Required task 1:
Determine how many lines of the listing below contain the word "rock", and reply with that number alone.

Excerpted text:
FIG. 14 is a drawing showing a cross-sectional structure along the line IV-IV in FIG. 13, of the sensor module according to the embodiment of the present invention.

FIG. 15 is a drawing for explaining a relationship between a first tube axis of the photomultiplier according to the embodiment of the present invention and a light entrance face of a glass faceplate forming a part of the head portion in the photomultiplier.

FIG. 16 is a drawing for explaining the technical effect of the sensor module according to the embodiment of the present invention.

DESCRIPTION OF EMBODIMENTS

Various embodiments of the photomultiplier and sensor module according to the present invention will be described below in detail with reference to the accompanying drawings. In the description of the drawings the same portions and the same elements will be denoted by the same reference signs, without redundant description.

FIG. 1 is a partly broken view showing an internal structure of a photomultiplier according to an embodiment of the present invention, and FIG. 2 a drawing showing a cross-sectional structure of the photomultiplier according to the embodiment of the present invention, which is a view from a direction indicated by an arrow A in FIG. 1.

Required task 2:
Answer these questions from the photomultiplier excerpt above:
(a) Along which line is the cross-sectional structure shown in FIG. 14 taken?
(b) What does FIG. 16 explain?
(c) From what direction is the view in FIG. 2 taken?

Raw data:
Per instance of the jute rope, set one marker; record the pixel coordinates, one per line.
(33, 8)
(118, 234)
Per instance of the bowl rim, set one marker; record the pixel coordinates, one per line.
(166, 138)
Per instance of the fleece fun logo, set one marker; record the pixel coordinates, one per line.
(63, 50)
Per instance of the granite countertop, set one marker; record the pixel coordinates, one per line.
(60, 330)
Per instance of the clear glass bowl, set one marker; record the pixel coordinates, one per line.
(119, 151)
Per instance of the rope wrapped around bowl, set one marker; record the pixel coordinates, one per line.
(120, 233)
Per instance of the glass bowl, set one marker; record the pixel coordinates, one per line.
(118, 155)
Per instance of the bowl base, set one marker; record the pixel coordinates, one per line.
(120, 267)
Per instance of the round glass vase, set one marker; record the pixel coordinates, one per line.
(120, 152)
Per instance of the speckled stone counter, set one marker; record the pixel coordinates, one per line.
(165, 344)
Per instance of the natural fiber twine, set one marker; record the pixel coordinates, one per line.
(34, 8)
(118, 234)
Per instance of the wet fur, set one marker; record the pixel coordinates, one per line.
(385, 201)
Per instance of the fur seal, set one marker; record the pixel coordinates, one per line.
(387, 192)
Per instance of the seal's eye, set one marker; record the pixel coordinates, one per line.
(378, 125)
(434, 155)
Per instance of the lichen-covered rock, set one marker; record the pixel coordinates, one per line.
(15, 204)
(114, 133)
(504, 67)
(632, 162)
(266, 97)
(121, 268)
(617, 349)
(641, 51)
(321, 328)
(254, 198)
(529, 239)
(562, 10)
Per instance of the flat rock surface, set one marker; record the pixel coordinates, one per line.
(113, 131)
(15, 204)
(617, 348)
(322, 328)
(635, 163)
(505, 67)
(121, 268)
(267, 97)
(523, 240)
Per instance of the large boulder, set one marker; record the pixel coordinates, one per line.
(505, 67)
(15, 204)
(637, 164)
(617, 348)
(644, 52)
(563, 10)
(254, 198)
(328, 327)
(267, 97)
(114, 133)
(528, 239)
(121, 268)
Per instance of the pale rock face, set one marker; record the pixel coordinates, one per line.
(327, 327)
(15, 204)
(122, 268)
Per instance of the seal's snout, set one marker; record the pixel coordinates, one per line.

Worked solution 1:
3

Worked solution 2:
(a) Along the line IV-IV in FIG. 13.
(b) The technical effect of the sensor module according to the embodiment of the present invention.
(c) From the direction indicated by an arrow A in FIG. 1.